● **Okuma Metni**:
★ ★ ★ ★ ★ ★ ★

@Ferhat Karaca teşekkür ederim. umarım başka sefere daha iyisini yaparım.
birkaç fotoğraf paylaşarak devam edelim.
Karadağ'daki kamp ateşim. el testeresiyle kenarda kırık olan odunları toplayarak yaktığım bu ateşle, bizim gibi düşünmeyenler için söylersek,doğaya zarar verdiğimi düşünmüyorum. yoksa soluk almak dahi doğaya zarardır. tartışmak adına değil fikrimizi belirtmek adına söylemiş olalım.
hava gittikçe kararıyor. ve hava daha da karardıkça ateşin anlamı belirginleşiyor. Uzun zaman ateşi seyrediyorum sadece. bu akşam internet yok telefon yok. tamamen kendimleyim. sadece 30 metre ilerde akan nehrin sesi var.

★ ★ ★ ★ ★ ★ ★

● **Alıştırma Yönergesi**:
Karadağ'daki kamp ateşini anlatan okuma metnini baştan sona, hiçbir değişiklik yapmadan kopyalayınız. Kayıtlar, okuma metninden bağımsız ayrı bir malzemedir.

[Veri kümesi satırları]
★ ★ ★ ★ ★ ★ ★

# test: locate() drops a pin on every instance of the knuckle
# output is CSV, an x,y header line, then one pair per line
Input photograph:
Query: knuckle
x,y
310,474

★ ★ ★ ★ ★ ★ ★

● **Sonuç**:
@Ferhat Karaca teşekkür ederim. umarım başka sefere daha iyisini yaparım.
birkaç fotoğraf paylaşarak devam edelim.
Karadağ'daki kamp ateşim. el testeresiyle kenarda kırık olan odunları toplayarak yaktığım bu ateşle, bizim gibi düşünmeyenler için söylersek,doğaya zarar verdiğimi düşünmüyorum. yoksa soluk almak dahi doğaya zarardır. tartışmak adına değil fikrimizi belirtmek adına söylemiş olalım.
hava gittikçe kararıyor. ve hava daha da karardıkça ateşin anlamı belirginleşiyor. Uzun zaman ateşi seyrediyorum sadece. bu akşam internet yok telefon yok. tamamen kendimleyim. sadece 30 metre ilerde akan nehrin sesi var.